Collection entries

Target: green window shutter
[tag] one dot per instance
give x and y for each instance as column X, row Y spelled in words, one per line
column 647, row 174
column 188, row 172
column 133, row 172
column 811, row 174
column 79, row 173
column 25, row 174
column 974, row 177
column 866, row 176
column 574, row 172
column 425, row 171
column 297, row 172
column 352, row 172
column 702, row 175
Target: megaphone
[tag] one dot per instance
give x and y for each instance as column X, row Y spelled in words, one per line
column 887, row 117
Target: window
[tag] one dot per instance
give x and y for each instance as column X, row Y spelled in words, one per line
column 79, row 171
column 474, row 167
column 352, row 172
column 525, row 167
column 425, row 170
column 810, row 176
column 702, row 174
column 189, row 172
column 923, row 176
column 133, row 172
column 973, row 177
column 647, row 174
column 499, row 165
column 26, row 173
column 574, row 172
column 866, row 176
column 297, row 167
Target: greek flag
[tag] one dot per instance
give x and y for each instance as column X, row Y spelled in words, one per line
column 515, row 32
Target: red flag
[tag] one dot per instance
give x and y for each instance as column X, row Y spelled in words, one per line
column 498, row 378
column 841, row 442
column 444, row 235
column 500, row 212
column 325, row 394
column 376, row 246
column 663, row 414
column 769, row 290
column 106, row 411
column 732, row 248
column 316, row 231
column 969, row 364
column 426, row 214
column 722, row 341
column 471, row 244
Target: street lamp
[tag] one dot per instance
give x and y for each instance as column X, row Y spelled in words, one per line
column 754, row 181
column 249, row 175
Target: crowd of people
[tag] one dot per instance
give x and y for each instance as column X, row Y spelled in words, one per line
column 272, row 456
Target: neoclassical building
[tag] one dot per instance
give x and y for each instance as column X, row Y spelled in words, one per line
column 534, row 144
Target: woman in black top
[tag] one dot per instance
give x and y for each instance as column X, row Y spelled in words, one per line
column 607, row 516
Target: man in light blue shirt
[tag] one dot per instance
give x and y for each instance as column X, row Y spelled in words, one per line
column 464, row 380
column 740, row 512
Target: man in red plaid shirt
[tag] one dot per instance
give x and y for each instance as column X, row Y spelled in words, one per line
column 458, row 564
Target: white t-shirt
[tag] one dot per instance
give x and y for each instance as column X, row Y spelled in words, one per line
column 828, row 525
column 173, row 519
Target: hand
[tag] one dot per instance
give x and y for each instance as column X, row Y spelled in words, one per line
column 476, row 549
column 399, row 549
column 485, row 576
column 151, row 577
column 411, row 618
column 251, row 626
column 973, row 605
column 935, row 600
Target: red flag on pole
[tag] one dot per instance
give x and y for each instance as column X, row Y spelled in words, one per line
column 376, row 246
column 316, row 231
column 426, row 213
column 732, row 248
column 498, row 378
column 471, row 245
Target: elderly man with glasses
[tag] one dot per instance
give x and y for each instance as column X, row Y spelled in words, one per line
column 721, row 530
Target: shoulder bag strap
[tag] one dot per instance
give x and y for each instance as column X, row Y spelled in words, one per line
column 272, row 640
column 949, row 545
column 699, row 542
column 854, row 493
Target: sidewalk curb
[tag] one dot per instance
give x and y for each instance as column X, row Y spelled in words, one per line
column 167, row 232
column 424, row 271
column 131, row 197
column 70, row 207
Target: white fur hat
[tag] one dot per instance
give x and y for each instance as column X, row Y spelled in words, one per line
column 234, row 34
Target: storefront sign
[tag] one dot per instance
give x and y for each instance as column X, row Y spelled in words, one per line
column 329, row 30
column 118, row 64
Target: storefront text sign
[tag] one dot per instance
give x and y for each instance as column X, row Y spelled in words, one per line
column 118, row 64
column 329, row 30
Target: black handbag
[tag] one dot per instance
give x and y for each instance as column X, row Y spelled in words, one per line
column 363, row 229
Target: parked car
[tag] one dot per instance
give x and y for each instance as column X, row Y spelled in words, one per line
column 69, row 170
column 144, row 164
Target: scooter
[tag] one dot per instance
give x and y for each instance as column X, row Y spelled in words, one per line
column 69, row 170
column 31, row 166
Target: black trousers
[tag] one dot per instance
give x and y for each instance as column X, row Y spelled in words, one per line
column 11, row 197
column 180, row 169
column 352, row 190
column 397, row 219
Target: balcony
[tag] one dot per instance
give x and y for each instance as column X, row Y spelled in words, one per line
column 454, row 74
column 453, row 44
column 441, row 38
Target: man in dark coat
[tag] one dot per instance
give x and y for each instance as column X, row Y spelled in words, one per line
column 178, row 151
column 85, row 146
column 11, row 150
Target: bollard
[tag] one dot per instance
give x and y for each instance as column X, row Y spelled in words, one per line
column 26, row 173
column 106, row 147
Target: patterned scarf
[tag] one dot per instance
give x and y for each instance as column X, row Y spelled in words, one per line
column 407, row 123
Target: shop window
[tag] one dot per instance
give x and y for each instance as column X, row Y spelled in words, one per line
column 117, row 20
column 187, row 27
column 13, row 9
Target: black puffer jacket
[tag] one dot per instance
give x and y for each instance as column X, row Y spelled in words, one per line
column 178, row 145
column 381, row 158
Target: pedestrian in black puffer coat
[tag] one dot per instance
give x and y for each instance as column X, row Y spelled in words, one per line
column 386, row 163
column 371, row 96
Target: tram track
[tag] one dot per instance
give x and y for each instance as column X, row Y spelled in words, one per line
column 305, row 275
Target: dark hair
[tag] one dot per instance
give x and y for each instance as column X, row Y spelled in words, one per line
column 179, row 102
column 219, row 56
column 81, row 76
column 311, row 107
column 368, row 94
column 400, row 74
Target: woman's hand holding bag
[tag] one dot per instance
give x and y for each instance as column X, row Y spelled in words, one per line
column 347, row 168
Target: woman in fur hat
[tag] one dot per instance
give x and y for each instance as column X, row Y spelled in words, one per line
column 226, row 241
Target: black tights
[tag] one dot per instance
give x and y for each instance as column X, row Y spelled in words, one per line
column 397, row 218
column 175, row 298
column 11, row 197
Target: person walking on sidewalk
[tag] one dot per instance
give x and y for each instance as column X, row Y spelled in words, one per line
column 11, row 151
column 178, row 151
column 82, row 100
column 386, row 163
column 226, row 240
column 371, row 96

> [DIRECTIONS]:
Reproduce all the records shown above, unchanged.

> [EXPECTED ANSWER]:
Target: green window shutter
[tag] one dot per instance
give x and y for each instance as column X, row Y spelled in words, one per line
column 647, row 174
column 188, row 172
column 133, row 172
column 811, row 174
column 79, row 173
column 25, row 174
column 974, row 177
column 866, row 176
column 574, row 172
column 425, row 171
column 297, row 172
column 352, row 172
column 702, row 175
Target: megaphone
[tag] one dot per instance
give x and y for each instance as column X, row Y spelled in words, one per line
column 887, row 117
Target: window
[tag] one dot per instance
give x and y for each instance as column X, row Y spelled in words, one per line
column 79, row 171
column 474, row 167
column 352, row 172
column 525, row 167
column 425, row 170
column 810, row 176
column 702, row 174
column 189, row 172
column 923, row 176
column 133, row 172
column 973, row 177
column 647, row 174
column 499, row 165
column 26, row 173
column 574, row 172
column 866, row 176
column 297, row 167
Target: greek flag
[tag] one dot per instance
give x and y for each instance as column X, row Y spelled in words, one per line
column 515, row 32
Target: red flag
[tag] one dot per instance
give x and y for each instance as column X, row Y spelled in words, one per line
column 498, row 378
column 841, row 442
column 444, row 235
column 500, row 212
column 325, row 394
column 376, row 246
column 663, row 414
column 769, row 290
column 106, row 411
column 732, row 248
column 316, row 231
column 969, row 364
column 426, row 214
column 722, row 341
column 471, row 244
Target: street lamp
[tag] one dot per instance
give x and y for each instance as column X, row Y spelled in words, one per line
column 754, row 181
column 249, row 175
Target: crowd of people
[tag] one dot per instance
give x and y for each instance as column X, row Y spelled in words, one per line
column 272, row 456
Target: neoclassical building
[tag] one dot per instance
give x and y for each instance as column X, row Y spelled in words, one per line
column 534, row 144
Target: woman in black top
[tag] one dot per instance
give x and y for each instance as column X, row Y spelled in words, one per line
column 607, row 516
Target: man in light blue shirt
[tag] one dot per instance
give x and y for each instance as column X, row Y spelled in words, one per line
column 464, row 380
column 740, row 512
Target: man in red plaid shirt
[tag] one dot per instance
give x and y for each instance as column X, row Y spelled in words, one per line
column 458, row 564
Target: white t-shirt
[tag] one dot per instance
give x and y for each instance as column X, row Y spelled in words, one per line
column 828, row 525
column 173, row 519
Target: hand
[tag] one dot per instance
give x and y for each instance as column X, row Y spelled in words, one per line
column 476, row 549
column 399, row 549
column 485, row 576
column 151, row 577
column 411, row 618
column 251, row 626
column 973, row 605
column 935, row 600
Target: red flag on pole
[tag] one dot per instance
give x and y for each instance as column X, row Y spelled in words, one per line
column 376, row 246
column 316, row 231
column 426, row 213
column 732, row 248
column 498, row 378
column 471, row 245
Target: elderly man with glasses
[tag] one dot per instance
give x and y for each instance as column X, row Y spelled in words, one per line
column 721, row 530
Target: shoulder bag strap
[tag] one dot per instance
give x and y for each instance as column X, row Y spelled in words, one per line
column 272, row 640
column 949, row 545
column 699, row 542
column 854, row 493
Target: sidewalk curb
[tag] one dot per instance
give x and y for each instance as column X, row Y spelled in words, one per line
column 167, row 232
column 424, row 271
column 131, row 197
column 70, row 207
Target: white fur hat
[tag] one dot per instance
give x and y for each instance as column X, row Y spelled in words, one per line
column 234, row 34
Target: storefront sign
[tag] one dot per instance
give x and y for each instance as column X, row Y spelled in words, one per line
column 329, row 30
column 118, row 64
Target: storefront text sign
[tag] one dot per instance
give x and y for each instance as column X, row Y spelled in words, one per line
column 118, row 64
column 329, row 30
Target: black handbag
[tag] one dot per instance
give x and y for each instance as column X, row Y spelled in words, one per line
column 363, row 229
Target: parked car
[tag] one dot per instance
give x and y for each instance as column X, row Y spelled in words, one per line
column 69, row 170
column 144, row 164
Target: scooter
[tag] one dot per instance
give x and y for each instance as column X, row Y spelled in words, one per line
column 69, row 170
column 31, row 166
Target: black trousers
[tag] one dot per instance
give x and y for each instance as column X, row Y spelled in words, one per line
column 11, row 197
column 180, row 169
column 352, row 190
column 397, row 219
Target: balcony
[tag] one dot per instance
give x and y for each instance as column X, row Y spelled in words, one per line
column 454, row 74
column 453, row 44
column 441, row 38
Target: man in dark coat
[tag] one dot per instance
give x and y for each instance as column X, row Y spelled in words, one per line
column 178, row 151
column 85, row 146
column 11, row 150
Target: bollard
[tag] one dot per instance
give x and y for each instance as column X, row Y spelled in words, one per line
column 26, row 173
column 106, row 147
Target: patterned scarf
[tag] one dot per instance
give x and y for each instance as column X, row Y spelled in words, one per line
column 407, row 123
Target: shop window
[tag] one dot per instance
give x and y for each instance as column X, row Y spelled in words, one per line
column 117, row 20
column 187, row 27
column 13, row 9
Target: black puffer jacket
[tag] one dot per instance
give x and y for each instance as column X, row Y spelled in words, one per line
column 178, row 145
column 381, row 158
Target: pedestrian in black puffer coat
[tag] one dot per instance
give x and y for each instance as column X, row Y spelled in words, one per line
column 386, row 163
column 371, row 96
Target: tram track
[tag] one dot per instance
give x and y for each instance as column X, row Y spelled in words, one per line
column 305, row 275
Target: dark hair
[tag] one dot per instance
give x and y for each instance as column X, row Y spelled in words, one per line
column 179, row 102
column 219, row 56
column 81, row 76
column 311, row 107
column 368, row 94
column 400, row 74
Target: woman's hand holding bag
[tag] one dot per instance
give x and y for each instance as column X, row Y spelled in words, one per line
column 347, row 168
Target: woman in fur hat
[tag] one dot per instance
give x and y for each instance as column X, row Y spelled in words, one per line
column 226, row 241
Target: black tights
[tag] one dot per instance
give x and y for each instance as column X, row Y spelled in words, one per line
column 397, row 218
column 175, row 298
column 11, row 197
Target: person walking on sidewalk
[tag] one dot per instance
give x and y for each instance as column X, row Y spelled in words, one per line
column 11, row 151
column 178, row 151
column 82, row 100
column 386, row 163
column 226, row 240
column 371, row 96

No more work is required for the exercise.